_Work to complete_. Which lines in the records below contain the word "yellow"? Gather every one of them and copy each line in full.

_Records to use_.
# # #
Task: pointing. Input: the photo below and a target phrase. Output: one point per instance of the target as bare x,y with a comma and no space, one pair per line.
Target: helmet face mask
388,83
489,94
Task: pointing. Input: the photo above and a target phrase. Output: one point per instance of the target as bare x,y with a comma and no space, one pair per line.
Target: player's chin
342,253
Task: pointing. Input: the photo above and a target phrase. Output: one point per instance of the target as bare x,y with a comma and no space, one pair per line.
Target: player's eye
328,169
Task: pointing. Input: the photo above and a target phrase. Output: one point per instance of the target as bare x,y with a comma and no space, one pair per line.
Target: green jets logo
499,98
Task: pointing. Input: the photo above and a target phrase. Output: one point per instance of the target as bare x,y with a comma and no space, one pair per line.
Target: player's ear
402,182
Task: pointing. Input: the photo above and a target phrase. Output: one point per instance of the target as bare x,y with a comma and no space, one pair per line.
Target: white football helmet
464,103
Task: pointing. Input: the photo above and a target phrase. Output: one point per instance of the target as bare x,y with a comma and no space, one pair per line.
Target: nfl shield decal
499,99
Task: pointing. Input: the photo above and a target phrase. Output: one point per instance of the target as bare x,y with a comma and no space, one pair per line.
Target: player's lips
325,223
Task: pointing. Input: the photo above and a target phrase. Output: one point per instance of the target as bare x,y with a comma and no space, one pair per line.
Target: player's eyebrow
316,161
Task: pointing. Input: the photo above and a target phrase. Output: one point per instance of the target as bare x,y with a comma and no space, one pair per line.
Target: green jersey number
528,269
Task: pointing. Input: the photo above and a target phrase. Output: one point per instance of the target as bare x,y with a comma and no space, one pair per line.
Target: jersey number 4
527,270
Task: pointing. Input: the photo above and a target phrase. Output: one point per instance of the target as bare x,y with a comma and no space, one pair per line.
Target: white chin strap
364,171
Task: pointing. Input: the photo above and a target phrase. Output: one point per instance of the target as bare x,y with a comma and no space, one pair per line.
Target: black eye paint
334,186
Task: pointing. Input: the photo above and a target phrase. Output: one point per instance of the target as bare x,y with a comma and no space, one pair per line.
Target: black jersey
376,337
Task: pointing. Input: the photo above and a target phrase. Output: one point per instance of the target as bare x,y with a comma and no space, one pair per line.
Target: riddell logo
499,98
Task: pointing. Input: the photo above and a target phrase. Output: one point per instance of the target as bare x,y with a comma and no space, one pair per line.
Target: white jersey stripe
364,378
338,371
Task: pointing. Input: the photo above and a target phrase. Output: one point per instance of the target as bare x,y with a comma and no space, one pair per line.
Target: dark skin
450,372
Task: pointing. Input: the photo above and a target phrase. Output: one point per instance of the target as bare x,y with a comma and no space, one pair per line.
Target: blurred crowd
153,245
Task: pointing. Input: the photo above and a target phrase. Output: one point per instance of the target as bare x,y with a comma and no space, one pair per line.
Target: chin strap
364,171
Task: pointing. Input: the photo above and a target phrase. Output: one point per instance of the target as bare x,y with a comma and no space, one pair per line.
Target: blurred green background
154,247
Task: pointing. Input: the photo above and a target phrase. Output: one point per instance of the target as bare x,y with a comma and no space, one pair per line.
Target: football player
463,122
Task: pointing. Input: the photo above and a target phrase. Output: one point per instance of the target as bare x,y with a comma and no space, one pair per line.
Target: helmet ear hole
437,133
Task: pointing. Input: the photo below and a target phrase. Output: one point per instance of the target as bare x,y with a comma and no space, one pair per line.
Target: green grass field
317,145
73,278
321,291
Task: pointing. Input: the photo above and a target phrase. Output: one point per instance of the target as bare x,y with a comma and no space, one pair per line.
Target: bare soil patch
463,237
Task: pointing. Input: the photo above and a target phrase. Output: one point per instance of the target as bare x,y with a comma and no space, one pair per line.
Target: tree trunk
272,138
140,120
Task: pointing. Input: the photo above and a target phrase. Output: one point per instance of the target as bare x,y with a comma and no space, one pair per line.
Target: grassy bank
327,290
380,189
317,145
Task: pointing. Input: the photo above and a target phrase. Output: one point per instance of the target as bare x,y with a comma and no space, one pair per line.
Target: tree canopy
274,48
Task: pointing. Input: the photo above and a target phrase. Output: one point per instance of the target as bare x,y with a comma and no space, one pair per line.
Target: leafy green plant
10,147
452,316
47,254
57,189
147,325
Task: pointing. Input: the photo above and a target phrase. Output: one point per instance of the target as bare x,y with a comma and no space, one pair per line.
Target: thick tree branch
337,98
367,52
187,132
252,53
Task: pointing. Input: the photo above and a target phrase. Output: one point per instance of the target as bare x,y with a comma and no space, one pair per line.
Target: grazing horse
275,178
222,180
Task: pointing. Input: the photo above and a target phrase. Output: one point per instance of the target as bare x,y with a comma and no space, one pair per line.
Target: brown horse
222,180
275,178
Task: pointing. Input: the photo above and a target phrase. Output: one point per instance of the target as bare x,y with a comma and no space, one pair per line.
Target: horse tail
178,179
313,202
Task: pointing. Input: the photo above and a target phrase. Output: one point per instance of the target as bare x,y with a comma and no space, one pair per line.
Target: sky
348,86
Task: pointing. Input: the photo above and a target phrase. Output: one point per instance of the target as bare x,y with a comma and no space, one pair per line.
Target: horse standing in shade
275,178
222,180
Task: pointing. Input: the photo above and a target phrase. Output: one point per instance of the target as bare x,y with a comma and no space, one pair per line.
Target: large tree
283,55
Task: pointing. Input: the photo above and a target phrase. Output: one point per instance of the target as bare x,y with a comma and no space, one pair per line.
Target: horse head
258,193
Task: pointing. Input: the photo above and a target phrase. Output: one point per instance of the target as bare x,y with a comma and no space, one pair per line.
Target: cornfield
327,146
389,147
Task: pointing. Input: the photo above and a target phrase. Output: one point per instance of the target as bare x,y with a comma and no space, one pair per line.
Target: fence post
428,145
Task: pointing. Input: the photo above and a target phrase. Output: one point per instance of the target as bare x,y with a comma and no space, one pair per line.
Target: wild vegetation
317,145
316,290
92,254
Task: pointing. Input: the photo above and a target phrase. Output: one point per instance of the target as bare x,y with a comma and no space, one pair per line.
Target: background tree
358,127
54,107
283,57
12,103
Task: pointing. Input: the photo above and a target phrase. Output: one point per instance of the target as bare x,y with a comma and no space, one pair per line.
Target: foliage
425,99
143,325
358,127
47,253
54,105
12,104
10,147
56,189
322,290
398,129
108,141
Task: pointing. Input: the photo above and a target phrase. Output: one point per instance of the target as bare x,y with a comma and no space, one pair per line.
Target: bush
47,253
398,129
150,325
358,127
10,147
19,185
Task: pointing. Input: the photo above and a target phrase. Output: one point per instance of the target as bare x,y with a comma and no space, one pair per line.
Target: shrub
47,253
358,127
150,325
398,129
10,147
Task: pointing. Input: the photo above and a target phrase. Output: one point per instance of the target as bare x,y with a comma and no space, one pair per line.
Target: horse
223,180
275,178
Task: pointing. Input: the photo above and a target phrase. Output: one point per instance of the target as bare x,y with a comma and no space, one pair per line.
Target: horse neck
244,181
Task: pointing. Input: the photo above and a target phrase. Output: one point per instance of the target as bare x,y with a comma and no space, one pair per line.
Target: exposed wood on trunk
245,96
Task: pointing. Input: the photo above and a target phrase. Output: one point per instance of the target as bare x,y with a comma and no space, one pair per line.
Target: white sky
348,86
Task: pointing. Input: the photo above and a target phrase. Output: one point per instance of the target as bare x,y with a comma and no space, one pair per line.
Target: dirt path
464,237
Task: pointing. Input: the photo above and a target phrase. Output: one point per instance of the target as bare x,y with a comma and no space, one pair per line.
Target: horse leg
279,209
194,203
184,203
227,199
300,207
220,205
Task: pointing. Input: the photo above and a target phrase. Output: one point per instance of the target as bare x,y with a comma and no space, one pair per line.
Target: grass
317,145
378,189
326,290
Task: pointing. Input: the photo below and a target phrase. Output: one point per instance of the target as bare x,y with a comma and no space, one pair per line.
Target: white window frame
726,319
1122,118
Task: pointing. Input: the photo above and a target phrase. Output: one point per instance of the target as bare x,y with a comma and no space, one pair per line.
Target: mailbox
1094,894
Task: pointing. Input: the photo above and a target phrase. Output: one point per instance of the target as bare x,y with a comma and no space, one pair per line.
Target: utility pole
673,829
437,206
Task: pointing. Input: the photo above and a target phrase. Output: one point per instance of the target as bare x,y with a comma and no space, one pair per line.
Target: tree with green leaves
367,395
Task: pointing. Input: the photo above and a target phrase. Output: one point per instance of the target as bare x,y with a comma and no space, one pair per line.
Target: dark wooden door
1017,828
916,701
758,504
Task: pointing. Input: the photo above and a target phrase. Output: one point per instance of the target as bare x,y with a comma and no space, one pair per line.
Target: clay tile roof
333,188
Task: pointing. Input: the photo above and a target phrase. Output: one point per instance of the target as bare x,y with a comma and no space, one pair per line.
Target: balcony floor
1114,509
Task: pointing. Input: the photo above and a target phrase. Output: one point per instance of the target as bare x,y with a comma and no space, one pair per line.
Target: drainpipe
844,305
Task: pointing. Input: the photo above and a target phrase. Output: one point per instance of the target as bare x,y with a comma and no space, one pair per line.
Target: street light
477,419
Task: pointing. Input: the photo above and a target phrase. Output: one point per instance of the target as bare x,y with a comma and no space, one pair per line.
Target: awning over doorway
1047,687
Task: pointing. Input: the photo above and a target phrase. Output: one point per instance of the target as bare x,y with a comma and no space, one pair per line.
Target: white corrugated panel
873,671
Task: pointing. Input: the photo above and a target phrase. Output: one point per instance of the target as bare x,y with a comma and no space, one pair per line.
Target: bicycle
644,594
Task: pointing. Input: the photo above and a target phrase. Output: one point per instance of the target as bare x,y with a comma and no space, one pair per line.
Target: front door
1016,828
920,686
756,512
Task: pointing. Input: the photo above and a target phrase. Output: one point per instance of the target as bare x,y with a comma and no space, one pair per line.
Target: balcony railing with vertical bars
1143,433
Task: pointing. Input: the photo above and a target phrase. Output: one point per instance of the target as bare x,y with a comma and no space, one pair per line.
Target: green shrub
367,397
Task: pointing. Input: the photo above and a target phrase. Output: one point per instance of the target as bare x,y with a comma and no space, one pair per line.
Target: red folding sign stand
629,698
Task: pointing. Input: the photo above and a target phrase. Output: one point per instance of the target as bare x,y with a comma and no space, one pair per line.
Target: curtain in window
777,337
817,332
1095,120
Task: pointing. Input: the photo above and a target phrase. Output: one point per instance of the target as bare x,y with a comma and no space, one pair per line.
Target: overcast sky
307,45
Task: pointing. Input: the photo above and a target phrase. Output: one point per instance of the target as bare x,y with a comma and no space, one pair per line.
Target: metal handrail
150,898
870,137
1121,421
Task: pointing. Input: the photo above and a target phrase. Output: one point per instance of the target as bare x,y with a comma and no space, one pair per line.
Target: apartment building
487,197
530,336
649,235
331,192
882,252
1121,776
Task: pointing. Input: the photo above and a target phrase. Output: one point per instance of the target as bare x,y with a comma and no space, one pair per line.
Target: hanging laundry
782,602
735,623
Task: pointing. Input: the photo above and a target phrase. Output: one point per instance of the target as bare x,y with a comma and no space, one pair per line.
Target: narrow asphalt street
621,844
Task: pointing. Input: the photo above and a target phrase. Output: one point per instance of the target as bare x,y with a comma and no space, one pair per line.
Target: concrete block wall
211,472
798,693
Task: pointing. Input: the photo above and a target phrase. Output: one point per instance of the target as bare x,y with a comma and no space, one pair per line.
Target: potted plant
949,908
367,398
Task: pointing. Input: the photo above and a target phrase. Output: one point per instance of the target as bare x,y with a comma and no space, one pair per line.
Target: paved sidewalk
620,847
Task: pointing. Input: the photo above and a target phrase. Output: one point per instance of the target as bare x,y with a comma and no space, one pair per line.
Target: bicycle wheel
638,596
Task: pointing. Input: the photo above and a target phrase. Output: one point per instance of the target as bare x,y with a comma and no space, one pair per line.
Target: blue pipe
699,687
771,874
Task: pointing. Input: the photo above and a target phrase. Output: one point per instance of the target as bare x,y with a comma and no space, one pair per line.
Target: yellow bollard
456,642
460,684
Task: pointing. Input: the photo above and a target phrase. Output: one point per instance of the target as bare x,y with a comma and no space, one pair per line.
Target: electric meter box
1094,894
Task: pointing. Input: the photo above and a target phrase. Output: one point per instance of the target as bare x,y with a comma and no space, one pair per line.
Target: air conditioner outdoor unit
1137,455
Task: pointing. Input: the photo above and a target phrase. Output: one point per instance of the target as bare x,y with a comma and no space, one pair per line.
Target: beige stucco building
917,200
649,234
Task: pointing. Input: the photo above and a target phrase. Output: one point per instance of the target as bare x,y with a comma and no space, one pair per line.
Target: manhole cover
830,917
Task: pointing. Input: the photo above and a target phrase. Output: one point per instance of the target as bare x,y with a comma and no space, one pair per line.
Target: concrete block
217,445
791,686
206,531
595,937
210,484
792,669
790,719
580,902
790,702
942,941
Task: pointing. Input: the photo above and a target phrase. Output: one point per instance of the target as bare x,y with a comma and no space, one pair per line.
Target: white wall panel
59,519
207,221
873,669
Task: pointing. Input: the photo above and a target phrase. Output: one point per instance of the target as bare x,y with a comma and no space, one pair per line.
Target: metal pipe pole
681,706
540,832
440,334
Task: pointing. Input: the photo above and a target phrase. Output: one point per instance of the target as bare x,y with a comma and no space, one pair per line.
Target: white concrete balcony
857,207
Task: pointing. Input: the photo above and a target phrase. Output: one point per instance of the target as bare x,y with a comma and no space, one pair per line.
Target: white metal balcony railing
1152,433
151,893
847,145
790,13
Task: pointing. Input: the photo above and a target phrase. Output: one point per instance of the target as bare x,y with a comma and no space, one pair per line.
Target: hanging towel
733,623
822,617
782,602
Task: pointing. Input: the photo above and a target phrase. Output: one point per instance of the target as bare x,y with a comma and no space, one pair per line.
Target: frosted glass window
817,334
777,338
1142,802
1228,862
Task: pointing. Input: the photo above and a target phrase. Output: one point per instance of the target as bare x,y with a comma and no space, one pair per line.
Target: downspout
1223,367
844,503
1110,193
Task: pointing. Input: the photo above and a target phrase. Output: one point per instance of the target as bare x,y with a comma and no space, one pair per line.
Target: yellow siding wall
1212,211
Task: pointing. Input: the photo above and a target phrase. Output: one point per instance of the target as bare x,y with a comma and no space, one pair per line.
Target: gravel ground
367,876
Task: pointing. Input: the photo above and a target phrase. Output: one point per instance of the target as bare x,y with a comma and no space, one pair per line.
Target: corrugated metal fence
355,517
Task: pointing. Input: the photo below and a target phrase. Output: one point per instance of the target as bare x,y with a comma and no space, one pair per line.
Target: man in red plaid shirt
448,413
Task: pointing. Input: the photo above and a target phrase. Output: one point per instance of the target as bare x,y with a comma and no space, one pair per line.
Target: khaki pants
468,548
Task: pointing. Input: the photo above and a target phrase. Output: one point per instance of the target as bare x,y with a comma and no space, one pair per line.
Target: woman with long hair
# # #
_Exercise solution_.
Target: yellow bollard
Target: yellow siding wall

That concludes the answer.